Exercise 1 :: In the DefinedIndex documentation, rewrite the paragraph that begins "A schema has to be specified" as a short bulleted list that keeps all of its main facts.
Exercise 2 :: Carry the DefinedIndex documentation forward from its final line, picking up right after the last text shown.

BEGIN Source excerpt

DefinedIndex

Schema

Type	Description
boolean	boolean values
number	any type of numbers. int, float ..
string	any type of texts
compressed_string	compressed text, queryable only for equality
datetime	datetime.datetime objects
blob	files as bytes, queryable for equality and sorted on size
json	any type of json dump-able objects
normalized_embedding	float32 normalized numpy array, queryable for equality, sorting or scoring with similarity to a query embedding
other	any objects. stored as pickled blobs internally, queryable for equality and sorted on size

A schema has to be specified at first initialisation of the index and cannot be modified later on
data is accessed or updated as a dict of the format {id: record} where record is a dict of format following schema and id is a string
keys of record /schema can be anything that can be keys in a python dict. eg: schema_1 = {0: "string", "a": "number"}
An in-memory index is created by default, i.e: no db_path is specified, and cannot be accessed from other processes and threads
If db_path is specified, disk-based index is initiated which is accessible from all processes, threads and is persistent
None is allowed as a value for all keys and is the default value for all keys

Initialize

params

name: name of the index, no default, has to be specified, cannot begin with __
schema: schema of the index, defaults to None, has to be specified if index does not exist, cannot be modified later on
db_path: path to the index file. defaults to None, in-memory index is created
ram_cache_mb: size of the ram cache in MB. defaults to 64
compression_level: compression level for strings, blobs etc
defaults to -1, None for no compression

example use

from liteindex import DefinedIndex, DefinedTypes

schema = {
    "name": DefinedTypes.string,
    "age": DefinedTypes.number,
    "password": DefinedTypes.string,
    "verified": DefinedTypes.boolean,
    "birthday": DefinedTypes.datetime,
    "profile_picture": DefinedTypes.blob,
    "nicknames": DefinedTypes.json,
    "user_embedding": DefinedTypes.normalized_embedding,
    "user_bio": DefinedTypes.compressed_string,
}

index = DefinedIndex(
            name="user_details",
            schema=schema,
            db_path="./test.liteindex"
        )

Insert/Update

Insert or update single or multiple, partial or full records at once
Is atomic operation
input format: {id: record, id1: record, ....}

params

data: dict of format {id1: record1, id2: partial_record2, ....}
return: None

example use

index.update(
    {
        "john_doe": {
            "name": "John Doe",
            "age": 25,
            "password": "password",
            "verified": True,
            "birthday": datetime.datetime(1995, 1, 1),
            "profile_picture": b"......",
            "nicknames": ["John", "Doe"],
            "user_embedding": np.array([1, 2, 3]),
            "user_bio": "This is a long string that will be compressed and stored"

END Source excerpt
BEGIN Data segment

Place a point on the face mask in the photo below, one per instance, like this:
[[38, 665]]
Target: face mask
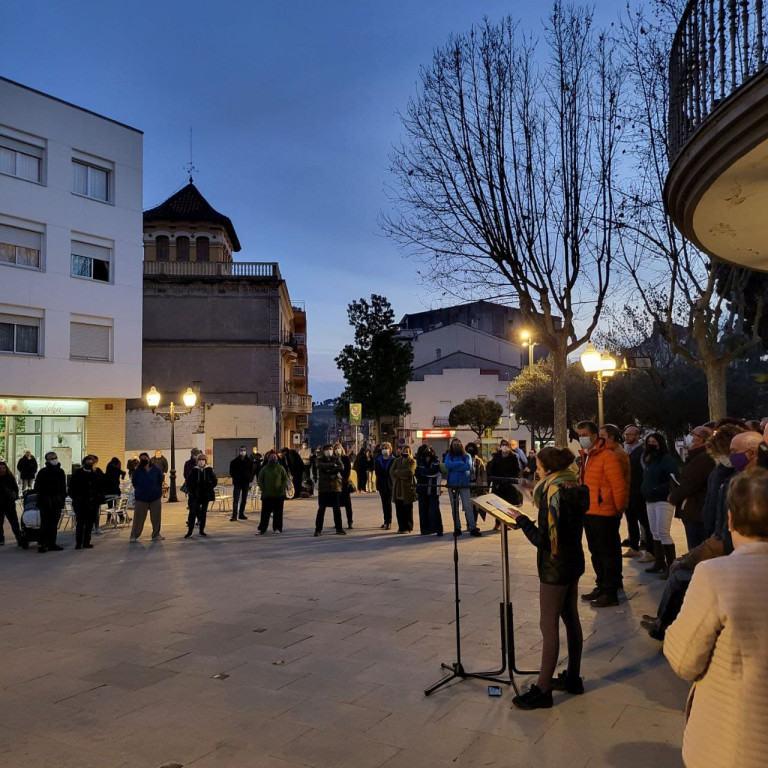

END Data segment

Task result 1 ::
- The schema must be set when the index is first initialized and cannot be changed afterward.
- Data is read and updated as a dict of the form {id: record}, where each id is a string and each record is a dict that follows the schema.
- Record and schema keys can be anything that can be a Python dict key, e.g. {0: "string", "a": "number"}.
- With no db_path, the index is created in memory by default and cannot be reached from other processes or threads.
- With a db_path, the index is disk-based, persistent, and accessible from all processes and threads.
- None is allowed for every key and is the default value for all keys.

Task result 2 ::
        },
        "jane_doe": {
                "name": "Jane Doe",
                "age": 28,
                "verified": True,
            }
    }
)

Get

accepts a single id or a list of ids
always returns a dict of format {id: record, id1: record, ....}

params

ids: key or list of keys to get, no default
select_keys: list of keys to include in the returned record. defaults to None - selects all keys
return: dict of format {id: record, id1: record, ....}

example use

index.get("john_doe")
# {"john_doe": record_for_john_doe}
index.get(["john_doe", "jane_doe"])
# {"john_doe": record_for_john_doe, "jane_doe": record_for_jane_doe}

Delete

can delete by single id or list of ids or by query

params

ids: key or list of keys to delete, no default
query: query dictionary to delete records matching the query. defaults to None - deletes no record
return: None

# delete a single record or multiple records or by query
# returns dict of format {key: record} of deleted records
index.delete("john_doe")
index.delete(["john_doe", "jane_doe"])
index.delete(query={"name": "John Doe"})

Drop or clear Index

no params

# clear the index
index.clear()

# drop/ delete the index completely
index.drop()

Search

query: Query dictionary. Defaults to {} which will return all records. Full list of queries supported
sort_by: A key from schema. Defaults to None which will return records in insertion order. if sort_by is a key of type normalized_embedding, a np array has to be provided in sort_by_embedding to sort by similarity to this array, scores will be returned in __meta key of the record
reversed_sort: Defaults to False. If True, will return records in reverse order.
n: Defaults to None which will return all records.
page_no: Defaults to 1 which will return the first page of n records.
offset: Defaults to 0 which will return the first page of n records. page_no or offset can be used, not both.
select_keys: A list of keys from schema. Defaults to None which will return all keys.
update: Optional dictionary of format {key: record}. If provided, will update the records in the index that match the query and return the updated records.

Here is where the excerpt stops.